Entries taken from a collection:
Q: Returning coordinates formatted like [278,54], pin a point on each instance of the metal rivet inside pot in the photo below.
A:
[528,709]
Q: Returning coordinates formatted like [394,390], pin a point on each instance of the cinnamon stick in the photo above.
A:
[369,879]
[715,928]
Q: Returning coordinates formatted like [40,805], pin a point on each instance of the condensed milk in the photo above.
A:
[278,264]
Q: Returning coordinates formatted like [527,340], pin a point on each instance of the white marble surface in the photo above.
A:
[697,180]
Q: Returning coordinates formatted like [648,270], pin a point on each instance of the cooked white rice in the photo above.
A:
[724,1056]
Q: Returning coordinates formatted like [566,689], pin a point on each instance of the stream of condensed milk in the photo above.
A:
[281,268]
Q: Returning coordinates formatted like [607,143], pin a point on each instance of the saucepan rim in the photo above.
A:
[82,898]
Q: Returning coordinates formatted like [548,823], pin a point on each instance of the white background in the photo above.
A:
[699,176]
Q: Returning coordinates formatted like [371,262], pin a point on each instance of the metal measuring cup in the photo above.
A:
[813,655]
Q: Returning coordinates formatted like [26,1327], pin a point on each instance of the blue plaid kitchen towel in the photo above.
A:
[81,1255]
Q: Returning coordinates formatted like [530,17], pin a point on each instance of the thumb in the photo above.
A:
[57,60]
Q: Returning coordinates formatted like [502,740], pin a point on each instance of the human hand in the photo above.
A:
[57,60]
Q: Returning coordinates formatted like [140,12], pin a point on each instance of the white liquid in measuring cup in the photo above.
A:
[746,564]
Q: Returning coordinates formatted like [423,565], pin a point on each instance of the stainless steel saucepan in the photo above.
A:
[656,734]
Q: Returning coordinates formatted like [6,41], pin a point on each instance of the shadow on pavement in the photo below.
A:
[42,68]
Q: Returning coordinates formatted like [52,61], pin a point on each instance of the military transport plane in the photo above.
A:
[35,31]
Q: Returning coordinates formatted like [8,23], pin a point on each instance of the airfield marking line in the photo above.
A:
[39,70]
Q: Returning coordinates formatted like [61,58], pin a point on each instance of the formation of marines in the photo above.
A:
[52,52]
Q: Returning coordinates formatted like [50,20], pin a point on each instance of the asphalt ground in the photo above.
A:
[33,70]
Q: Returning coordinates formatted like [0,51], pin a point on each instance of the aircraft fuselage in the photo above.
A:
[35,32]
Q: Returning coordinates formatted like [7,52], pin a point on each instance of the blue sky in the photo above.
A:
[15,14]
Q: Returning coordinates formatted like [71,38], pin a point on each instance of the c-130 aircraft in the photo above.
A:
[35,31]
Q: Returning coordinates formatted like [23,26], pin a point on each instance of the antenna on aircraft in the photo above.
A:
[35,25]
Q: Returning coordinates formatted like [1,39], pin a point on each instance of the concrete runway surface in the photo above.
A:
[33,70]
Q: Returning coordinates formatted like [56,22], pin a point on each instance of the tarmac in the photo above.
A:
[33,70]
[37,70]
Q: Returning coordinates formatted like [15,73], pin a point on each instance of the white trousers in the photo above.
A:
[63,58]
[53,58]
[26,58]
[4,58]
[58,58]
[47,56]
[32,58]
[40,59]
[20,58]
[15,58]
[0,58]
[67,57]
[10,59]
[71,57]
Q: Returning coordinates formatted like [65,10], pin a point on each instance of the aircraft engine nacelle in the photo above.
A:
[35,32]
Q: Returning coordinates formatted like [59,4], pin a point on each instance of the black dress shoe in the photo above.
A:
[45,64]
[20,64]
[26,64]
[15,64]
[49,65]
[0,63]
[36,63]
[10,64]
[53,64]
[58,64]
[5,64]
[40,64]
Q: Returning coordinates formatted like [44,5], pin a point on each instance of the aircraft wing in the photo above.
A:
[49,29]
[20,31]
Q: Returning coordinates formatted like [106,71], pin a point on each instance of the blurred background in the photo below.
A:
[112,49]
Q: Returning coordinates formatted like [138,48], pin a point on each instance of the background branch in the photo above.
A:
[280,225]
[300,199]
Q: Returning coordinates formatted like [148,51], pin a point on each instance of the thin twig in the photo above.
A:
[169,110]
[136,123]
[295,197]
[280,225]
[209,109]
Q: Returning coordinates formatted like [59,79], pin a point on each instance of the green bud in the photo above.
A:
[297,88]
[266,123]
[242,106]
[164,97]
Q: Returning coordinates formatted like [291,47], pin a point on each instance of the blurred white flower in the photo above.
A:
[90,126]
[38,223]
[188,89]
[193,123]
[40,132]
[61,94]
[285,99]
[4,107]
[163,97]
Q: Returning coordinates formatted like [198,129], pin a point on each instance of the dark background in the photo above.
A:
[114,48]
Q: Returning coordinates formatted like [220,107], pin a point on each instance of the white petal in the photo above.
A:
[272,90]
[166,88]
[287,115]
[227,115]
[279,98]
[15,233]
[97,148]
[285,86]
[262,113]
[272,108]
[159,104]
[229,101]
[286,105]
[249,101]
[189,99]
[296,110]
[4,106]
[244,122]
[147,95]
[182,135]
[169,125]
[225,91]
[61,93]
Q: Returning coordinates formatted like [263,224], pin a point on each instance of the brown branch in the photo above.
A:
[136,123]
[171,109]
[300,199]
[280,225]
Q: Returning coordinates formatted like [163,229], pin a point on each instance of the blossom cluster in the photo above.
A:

Required action
Look through the entries and return every line where "measuring" appears.

Task result
Q: Returning coordinates formatted like [371,262], pin a point on each instance of the metal measuring cup in the photo above.
Q: Returning coordinates formatted like [140,12], pin a point on each instance of the white liquid in measuring cup in the photo above.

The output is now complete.